⟨
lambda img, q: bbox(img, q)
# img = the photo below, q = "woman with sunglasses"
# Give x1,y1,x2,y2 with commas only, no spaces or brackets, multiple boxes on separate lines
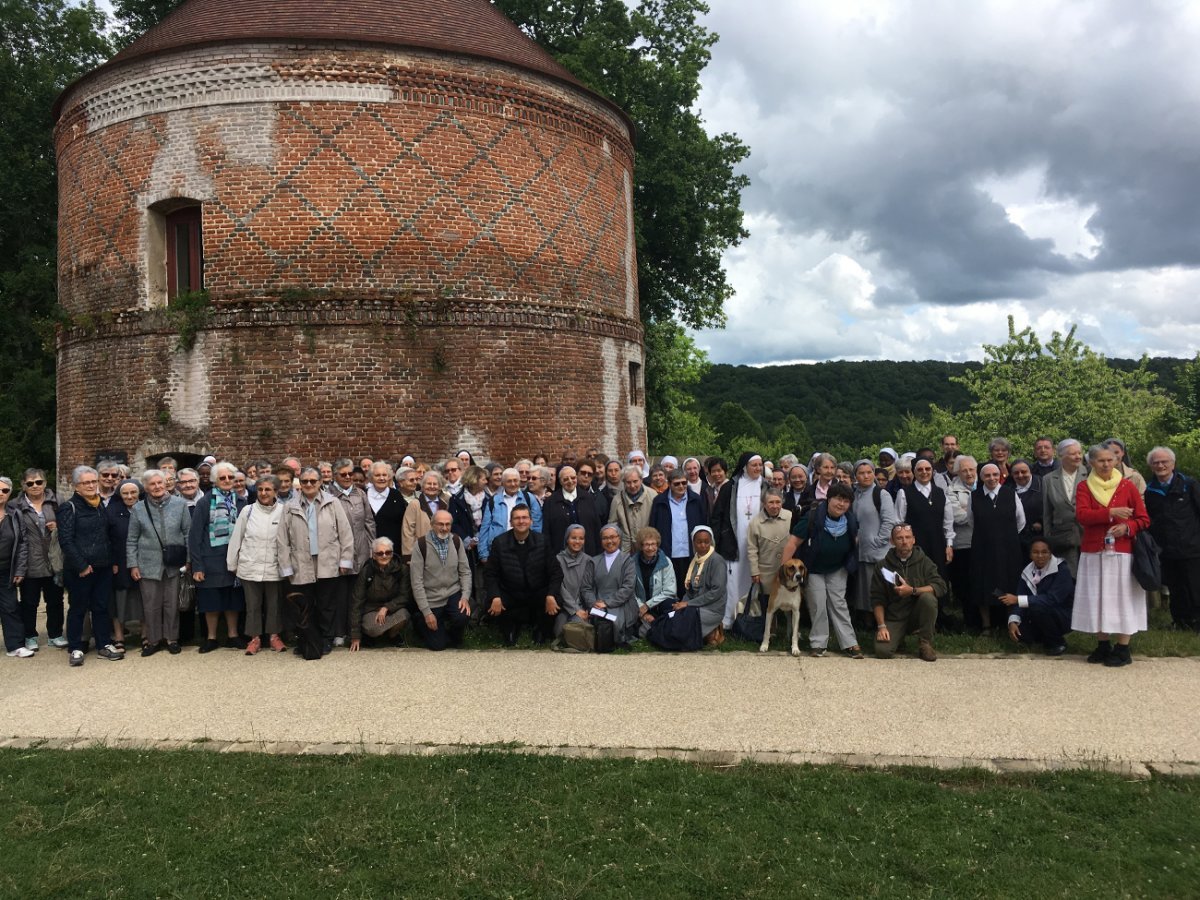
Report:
13,468,65,651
⟩
Please copy the data shown above, line by line and exactly, omitting the images.

lambda img, q: bbox(img, q)
# img = the photo below, q = "woman with sunglasses"
# Give x1,y1,x2,y2 with commas only, no spaces or brackets, multiple boxes on separate lines
Report:
13,468,65,651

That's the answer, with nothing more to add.